**Requests**
(1) In the Ireland golf journal, rewrite the paragraph beginning "I wasn't planning on visiting Ceann Sibeal" as a short bulleted list that keeps its main facts.
(2) According to the Ireland golf journal, which town did the writer's great-grandmother and her sisters leave, and where did they go?
(3) Transcribe the stretch of the Ireland golf journal from "Patrick Spellman" through "journal is here.".

**Passage provided**
--*--

Farewell to Ireland

Farewell to Ireland

Coyne tees off on the 17th hole in Waterville.
Patrick Spellman

Tom Coyne, author of Paper Tiger, made his way across Ireland on foot this summer, playing every links golf course in the country. In Fall 2008, he’ll publish a book about his adventures, A Course Called Ireland. In the meantime, he wrote a travel journal for GOLF.com. The complete journal is here.

This story started over a year ago, when I began circling golf courses on a map of Ireland. By the time I was finished, there were far more circles than I expected, and the map started to look less like a map and more like a challenge. What I had laid out was a vast, wandering golf course of its own, one long loop to end all others. I would play it all, and when I was finished, I might have learned — nay, earned — something important about this country that the tourists, the golfers, even the Irish themselves didn’t fully understand. Did it work? Was it worth it? Buy the book and find out.

I suppose this story really began 130 years ago, when a great-grandmother and her sisters left Crossmolina in Mayo, packed up their lives and stepped on a boat and headed to Scranton, Pa., never to return. When the road has gotten too tough, the time away from home wearing me down to my last bit of resolve, I’ve thought of my great grandparents from Swinford and Foxford and Crossmolina, and the courage and character it must have taken to leave their homes and set out on these roads, risking their lives for something better. My rainy walk feels like a Sunday stroll in comparison.

When I set off on this trip, I wanted to know more about the connection between Americans of Irish descent and this country, if it was more than Guinness commercials and Riverdance, more than shamrocks and cliches and an excuse to throw up in your hat on March 17. I wanted to know why so many Irish once wanted to be called American, and why so many Americans now want to be called Irish. I think I’ve got some answers beyond telling you that the grass is always greener. And with this summer’s endless showers, the grass over here is greener than ever.

I designed my itinerary so that I’d be saving the best for last, and as I work my way through Kerry toward Ballybunion, I think I’ve done just that. This southwest swing is tremendous, the tourist standard for good reason. We were blessed with a dry day in Waterville, and enjoyed a morning at Skellig Bay, a new course that is certainly worth your time. Owned by one of the men behind Old Head, it is a dramatic cliff-side golf course with spectacular views of waves crashing on an idyllic beach.

Just a few years old, the course still needs to grow up a bit, but a tad more definition and it could be a real stunner. I’d certainly play it before Waterville rather than after, because it’s tough to stand up to one of Ireland’s supreme links. Not only is Waterville a superb course, but it also has a lot to love besides the holes — the welcome from the Irish links legend Liam Higgins, the Payne Stewart memorial, the plaques and remembrances of the men who made the course what it is. Basking in the week’s first bit of sun, it was love we were feeling.

I wasn’t planning on visiting Ceann Sibeal at the tip of the Dingle Peninsula (it was a week’s walk that I just couldn’t squeeze in), but thanks to my cousin’s arrival, and his rental car, we were able to cheat our way out to Ireland’s most westerly golf course, and I’m grateful that we did. Crawling my way up the uphill 18th, fighting stinging rain and a 60-mile-an-hour breeze, I felt like I had come to the edge of Ireland for a swift kick in the groin. The fact that I still enjoyed myself, that I would have come back for another kick the next day, was a testament to Eddie Hackett’s design, as natural and enjoyable as every course he touched.

--*--

**Data supplied**
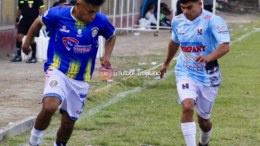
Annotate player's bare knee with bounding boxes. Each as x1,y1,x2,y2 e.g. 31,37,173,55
16,34,23,42
61,120,75,130
42,105,58,116
198,118,211,128
182,104,194,115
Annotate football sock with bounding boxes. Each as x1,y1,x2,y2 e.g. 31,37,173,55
16,42,22,56
181,121,196,146
200,126,213,145
30,126,45,145
31,43,36,58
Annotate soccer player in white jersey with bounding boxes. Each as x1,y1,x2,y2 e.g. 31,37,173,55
160,0,230,146
22,0,116,146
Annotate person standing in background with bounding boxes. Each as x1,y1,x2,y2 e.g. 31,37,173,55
11,0,45,63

--*--

**Results of the exercise**
(1)
- Ceann Sibeal, at the tip of the Dingle Peninsula, wasn't on the plan because it was a week's walk that couldn't be fit in.
- The cousin's arrival and his rental car made it possible to reach Ireland's most westerly golf course, and the writer is grateful for it.
- On the uphill 18th, stinging rain and a 60-mile-an-hour breeze made it feel like a swift kick in the groin.
- The writer still enjoyed it and would have come back the next day, which he credits to Eddie Hackett's natural, enjoyable design.

(2) They left Crossmolina in Mayo and went to Scranton, Pa.

(3)
Patrick Spellman

Tom Coyne, author of Paper Tiger, made his way across Ireland on foot this summer, playing every links golf course in the country. In Fall 2008, he’ll publish a book about his adventures, A Course Called Ireland. In the meantime, he wrote a travel journal for GOLF.com. The complete journal is here.